### Source passage
According to Tait, "Moldbug's relationship with the investor-entrepreneur Thiel is his most important connection." Thiel was an investor in Yarvin's startup Tlon and gave $100,000 to Tlon's co-founder John Burnham in 2011. In 2016, Yarvin privately asserted to Milo Yiannopoulos that he had been "coaching Thiel" and that he had watched the 2016 US election at Thiel's house. In his writings, Yarvin has pointed to a 2009 essay written by Thiel, in which the latter declared: "I no longer believe that freedom and democracy are compatible...  Since 1920, the vast increase in welfare beneficiaries and the extension of the franchise to women—two constituencies that are notoriously tough for libertarians—have rendered the notion of 'capitalist democracy' into an oxymoron."

Investor Balaji Srinivasan has also echoed Yarvin's ideas of techno-corporate cameralism. He advocated in a 2013 speech a "society run by Silicon Valley (...) an opt-in society, ultimately outside the US, run by technology."

Alt-right 
Yarvin has been described as part of the alt-right by journalists and commentators.  Journalist Mike Wendling has called Yarvin "the alt-right's favorite philosophy instructor". Tait describes Unqualified Reservations as a "'highbrow' predecessor and later companion to the transgressive anti-'politically correct' metapolitics of nebulous online communities like 4chan and /pol/." Yarvin has publicly distanced himself from the alt-right. In a private message, Yarvin counseled Milo Yiannopoulos, then a reporter at Breitbart News, to deal with neo-Nazis "the way some perfectly tailored high-communist NYT reporter handles a herd of greasy anarchist hippies. Patronizing contempt. Your heart is in the right place, young lady, now get a shower and shave those pits."

### Material shown
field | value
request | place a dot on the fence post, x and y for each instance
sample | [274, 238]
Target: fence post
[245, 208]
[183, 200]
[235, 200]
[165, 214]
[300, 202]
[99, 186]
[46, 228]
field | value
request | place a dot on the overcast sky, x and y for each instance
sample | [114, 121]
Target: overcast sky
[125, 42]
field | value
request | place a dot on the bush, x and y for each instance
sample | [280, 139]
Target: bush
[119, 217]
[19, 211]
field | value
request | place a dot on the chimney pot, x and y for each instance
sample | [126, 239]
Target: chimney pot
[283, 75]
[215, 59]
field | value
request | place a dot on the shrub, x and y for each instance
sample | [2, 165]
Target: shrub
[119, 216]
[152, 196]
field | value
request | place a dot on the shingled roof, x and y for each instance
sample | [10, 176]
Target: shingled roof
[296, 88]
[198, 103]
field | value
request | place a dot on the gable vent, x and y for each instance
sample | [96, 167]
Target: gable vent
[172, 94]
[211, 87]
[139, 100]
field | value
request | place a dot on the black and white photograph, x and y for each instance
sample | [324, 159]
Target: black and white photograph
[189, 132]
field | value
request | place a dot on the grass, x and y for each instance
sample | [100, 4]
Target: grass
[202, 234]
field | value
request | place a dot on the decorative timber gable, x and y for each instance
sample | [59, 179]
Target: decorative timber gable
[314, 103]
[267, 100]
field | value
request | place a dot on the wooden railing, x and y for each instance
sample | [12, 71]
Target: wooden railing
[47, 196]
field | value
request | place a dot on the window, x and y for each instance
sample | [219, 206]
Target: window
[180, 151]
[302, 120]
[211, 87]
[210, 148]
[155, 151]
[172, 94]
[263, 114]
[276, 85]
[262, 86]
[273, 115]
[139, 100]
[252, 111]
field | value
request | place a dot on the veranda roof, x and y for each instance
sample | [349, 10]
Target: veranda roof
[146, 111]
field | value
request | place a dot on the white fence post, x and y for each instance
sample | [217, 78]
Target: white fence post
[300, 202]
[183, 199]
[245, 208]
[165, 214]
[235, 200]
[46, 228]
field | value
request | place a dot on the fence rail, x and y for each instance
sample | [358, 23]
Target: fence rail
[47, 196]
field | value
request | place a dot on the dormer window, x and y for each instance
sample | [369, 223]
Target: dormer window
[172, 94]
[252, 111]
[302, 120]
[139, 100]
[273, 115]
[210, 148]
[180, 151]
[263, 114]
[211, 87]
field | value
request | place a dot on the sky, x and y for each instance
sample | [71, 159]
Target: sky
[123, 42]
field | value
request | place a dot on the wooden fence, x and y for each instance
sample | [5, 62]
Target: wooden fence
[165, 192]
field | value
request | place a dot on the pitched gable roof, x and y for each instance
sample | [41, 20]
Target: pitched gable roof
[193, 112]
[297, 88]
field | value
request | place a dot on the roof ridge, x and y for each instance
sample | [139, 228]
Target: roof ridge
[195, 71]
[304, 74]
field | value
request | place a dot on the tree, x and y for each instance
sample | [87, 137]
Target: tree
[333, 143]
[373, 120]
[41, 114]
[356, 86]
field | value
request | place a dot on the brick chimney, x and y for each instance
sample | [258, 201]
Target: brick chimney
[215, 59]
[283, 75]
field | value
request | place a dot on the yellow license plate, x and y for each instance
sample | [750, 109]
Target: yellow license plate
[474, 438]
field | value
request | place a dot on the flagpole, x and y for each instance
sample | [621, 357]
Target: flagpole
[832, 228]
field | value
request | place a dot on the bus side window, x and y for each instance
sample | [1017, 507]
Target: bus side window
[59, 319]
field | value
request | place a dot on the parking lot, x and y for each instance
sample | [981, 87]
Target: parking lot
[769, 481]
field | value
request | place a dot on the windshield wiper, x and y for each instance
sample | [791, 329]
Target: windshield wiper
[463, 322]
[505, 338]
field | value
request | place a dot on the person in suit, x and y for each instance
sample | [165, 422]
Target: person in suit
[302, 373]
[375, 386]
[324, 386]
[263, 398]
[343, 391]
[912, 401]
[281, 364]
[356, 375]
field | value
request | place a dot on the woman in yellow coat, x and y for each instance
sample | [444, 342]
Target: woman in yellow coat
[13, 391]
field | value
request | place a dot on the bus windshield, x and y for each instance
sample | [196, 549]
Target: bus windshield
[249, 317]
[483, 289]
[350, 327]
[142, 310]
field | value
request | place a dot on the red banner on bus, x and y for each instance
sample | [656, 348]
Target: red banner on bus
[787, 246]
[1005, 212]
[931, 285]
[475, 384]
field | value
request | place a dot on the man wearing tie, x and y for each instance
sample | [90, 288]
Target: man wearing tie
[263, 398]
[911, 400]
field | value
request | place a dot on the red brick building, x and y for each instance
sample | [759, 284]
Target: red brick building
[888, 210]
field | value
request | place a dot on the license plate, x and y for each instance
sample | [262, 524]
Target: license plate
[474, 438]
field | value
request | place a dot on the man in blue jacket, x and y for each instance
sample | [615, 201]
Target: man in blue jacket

### What is needed
Carry on the passage about Yarvin and the alt-right from its last sentence.

### Exercise result
Writing in Vanity Fair, James Pogue said of Yarvin, "Some of Yarvin's writing from (his blog Unqualified Reservations) is so radically right wing that it almost has to be read to be believed, like the time he critiqued the attacks by the Norwegian far-right terrorist Anders Behring Breivik -- who killed 77 people, including dozens of children at a youth camp -- not on the grounds that terrorism is wrong but because the killings wouldn't do anything effective to overthrow what Yarvin called Norway's 'communist' government. He argued that Nelson Mandela, once head of the military wing of the African National Congress, had endorsed terror tactics and political murder against opponents, and said anyone who claimed 'St. Mandela' was more innocent than Breivik might have "a mother you'd like to fuck.'"

In Commonweal, Matt McManus said of Yarvin, "He comes across as a kind of third-rate authoritarian David Foster Wallace, combining post-postmodern bookish eclecticism with a yearning to communicate with and influence young disaffected white men. His writings are full of dubious historical claims usually mixed with thinly veiled bigotry and a powdery kind of middle-class snobbery.

Yarvin came to public attention in February 2017 when Politico magazine reported that Steve Bannon, who served as White House Chief Strategist under U.S. President Donald Trump, read Yarvin's blog and that Yarvin "has reportedly opened up a line to the White House, communicating with Bannon and his aides through an intermediary." The story was picked up by other magazines and newspapers, including The Atlantic, The Independent, and Mother Jones. Yarvin denied to Vox that he was in contact with Bannon in any way, though he jokingly told The Atlantic that his White House contact was the Twitter user Bronze Age Pervert. Yarvin later gave a copy of Bronze Age Pervert's book Bronze Age Mindset to Michael Anton, a former senior national security official in the Trump administration.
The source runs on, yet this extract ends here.